------ Provided material ------
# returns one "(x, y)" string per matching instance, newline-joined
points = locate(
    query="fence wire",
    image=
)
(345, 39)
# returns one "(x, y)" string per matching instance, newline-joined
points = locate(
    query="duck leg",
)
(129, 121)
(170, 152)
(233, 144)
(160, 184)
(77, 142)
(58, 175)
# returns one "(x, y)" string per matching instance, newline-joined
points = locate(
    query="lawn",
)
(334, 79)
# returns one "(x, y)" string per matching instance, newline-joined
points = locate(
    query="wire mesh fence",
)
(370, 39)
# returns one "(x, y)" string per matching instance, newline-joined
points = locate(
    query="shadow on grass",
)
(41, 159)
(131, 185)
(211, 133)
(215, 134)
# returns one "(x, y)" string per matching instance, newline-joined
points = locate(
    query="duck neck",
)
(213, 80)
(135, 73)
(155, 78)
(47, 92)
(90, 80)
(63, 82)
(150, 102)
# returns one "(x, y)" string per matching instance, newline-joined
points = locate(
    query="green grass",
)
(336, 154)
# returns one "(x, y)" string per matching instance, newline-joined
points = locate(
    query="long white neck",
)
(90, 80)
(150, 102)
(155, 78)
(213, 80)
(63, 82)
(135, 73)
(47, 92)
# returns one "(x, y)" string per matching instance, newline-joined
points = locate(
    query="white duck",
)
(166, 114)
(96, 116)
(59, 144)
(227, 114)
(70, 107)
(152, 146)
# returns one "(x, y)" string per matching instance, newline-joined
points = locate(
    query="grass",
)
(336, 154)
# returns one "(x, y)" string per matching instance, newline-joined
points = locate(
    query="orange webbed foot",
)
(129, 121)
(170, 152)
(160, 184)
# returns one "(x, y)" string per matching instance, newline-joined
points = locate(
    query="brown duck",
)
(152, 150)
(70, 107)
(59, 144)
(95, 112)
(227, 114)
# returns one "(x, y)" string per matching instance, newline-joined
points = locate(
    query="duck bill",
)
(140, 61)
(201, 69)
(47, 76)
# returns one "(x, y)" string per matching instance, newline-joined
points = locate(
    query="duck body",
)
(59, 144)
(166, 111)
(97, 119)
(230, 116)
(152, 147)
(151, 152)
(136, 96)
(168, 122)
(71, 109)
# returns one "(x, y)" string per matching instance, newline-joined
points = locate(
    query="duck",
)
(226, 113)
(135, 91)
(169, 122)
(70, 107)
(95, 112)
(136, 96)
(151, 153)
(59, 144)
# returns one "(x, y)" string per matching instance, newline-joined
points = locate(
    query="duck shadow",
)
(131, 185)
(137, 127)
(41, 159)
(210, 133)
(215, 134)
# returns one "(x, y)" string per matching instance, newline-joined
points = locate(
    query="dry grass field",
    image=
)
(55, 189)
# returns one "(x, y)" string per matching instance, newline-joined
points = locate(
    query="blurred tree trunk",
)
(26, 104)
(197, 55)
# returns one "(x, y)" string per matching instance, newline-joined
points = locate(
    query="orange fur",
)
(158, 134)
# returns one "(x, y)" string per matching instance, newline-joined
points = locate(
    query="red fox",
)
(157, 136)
------
- Required work -
Line by line, output the listing above without alteration.

- Exercise output -
# returns one "(x, y)" string per matching instance, newline-joined
points = locate(
    query="fence wire",
    image=
)
(345, 39)
# returns one "(x, y)" string per matching instance, newline-joined
points = locate(
    query="duck leg",
)
(129, 121)
(170, 152)
(233, 144)
(160, 184)
(77, 142)
(58, 175)
# returns one "(x, y)" string per matching instance, newline-joined
points = locate(
    query="lawn",
)
(334, 79)
# returns one "(x, y)" string per matching instance, newline-joined
points = locate(
    query="wire mesh fence",
)
(370, 39)
# returns one "(x, y)" string per matching instance, newline-joined
points = locate(
    query="shadow on grass",
)
(41, 159)
(131, 185)
(211, 133)
(215, 134)
# returns one "(x, y)" string per matching instance, newline-joined
points = locate(
    query="duck neck",
)
(213, 80)
(135, 73)
(155, 78)
(47, 92)
(90, 80)
(63, 82)
(150, 102)
# returns one "(x, y)" string per matching instance, newline-joined
points = locate(
    query="green grass",
)
(336, 154)
# returns one "(x, y)" string per matching instance, newline-joined
points = locate(
    query="long white neck",
)
(90, 80)
(150, 102)
(155, 78)
(213, 80)
(63, 82)
(135, 73)
(47, 92)
# returns one "(x, y)" string per matching instance, newline-joined
points = locate(
    query="white duck",
)
(166, 114)
(96, 116)
(59, 144)
(227, 114)
(70, 107)
(152, 146)
# returns one "(x, y)" string per matching instance, newline-joined
points = locate(
    query="grass",
)
(336, 154)
# returns one "(x, y)" string per matching instance, newline-joined
points = locate(
    query="orange webbed foot",
)
(129, 121)
(170, 152)
(160, 184)
# returns one "(x, y)" string per matching instance, newline-joined
points = locate(
    query="brown duck",
)
(152, 150)
(70, 107)
(59, 144)
(95, 112)
(227, 114)
# returns one "(x, y)" string per matching instance, newline-joined
points = locate(
    query="duck bill",
)
(140, 61)
(201, 69)
(47, 76)
# returns one "(x, y)" string per matching instance, newline-joined
points = locate(
    query="duck body",
)
(59, 144)
(166, 111)
(97, 119)
(230, 116)
(152, 147)
(151, 152)
(136, 96)
(168, 122)
(71, 109)
# returns one "(x, y)" string per matching instance, newline-joined
points = locate(
    query="duck",
)
(226, 113)
(135, 91)
(169, 122)
(70, 107)
(95, 112)
(136, 96)
(151, 153)
(59, 144)
# returns one "(x, y)" string per matching instance, newline-joined
points = locate(
    query="duck shadow",
)
(131, 185)
(137, 127)
(41, 159)
(210, 133)
(215, 134)
# returns one "(x, y)" string per matching instance, newline-joined
points = locate(
    query="dry grass field",
    image=
)
(55, 189)
# returns one "(x, y)" string per matching instance, newline-joined
points = locate(
    query="blurred tree trunk",
)
(26, 104)
(197, 55)
# returns one "(x, y)" string per matching instance, newline-joined
points = locate(
    query="orange fur",
)
(158, 134)
# returns one "(x, y)" string per matching instance, newline-joined
points = locate(
    query="red fox",
)
(157, 136)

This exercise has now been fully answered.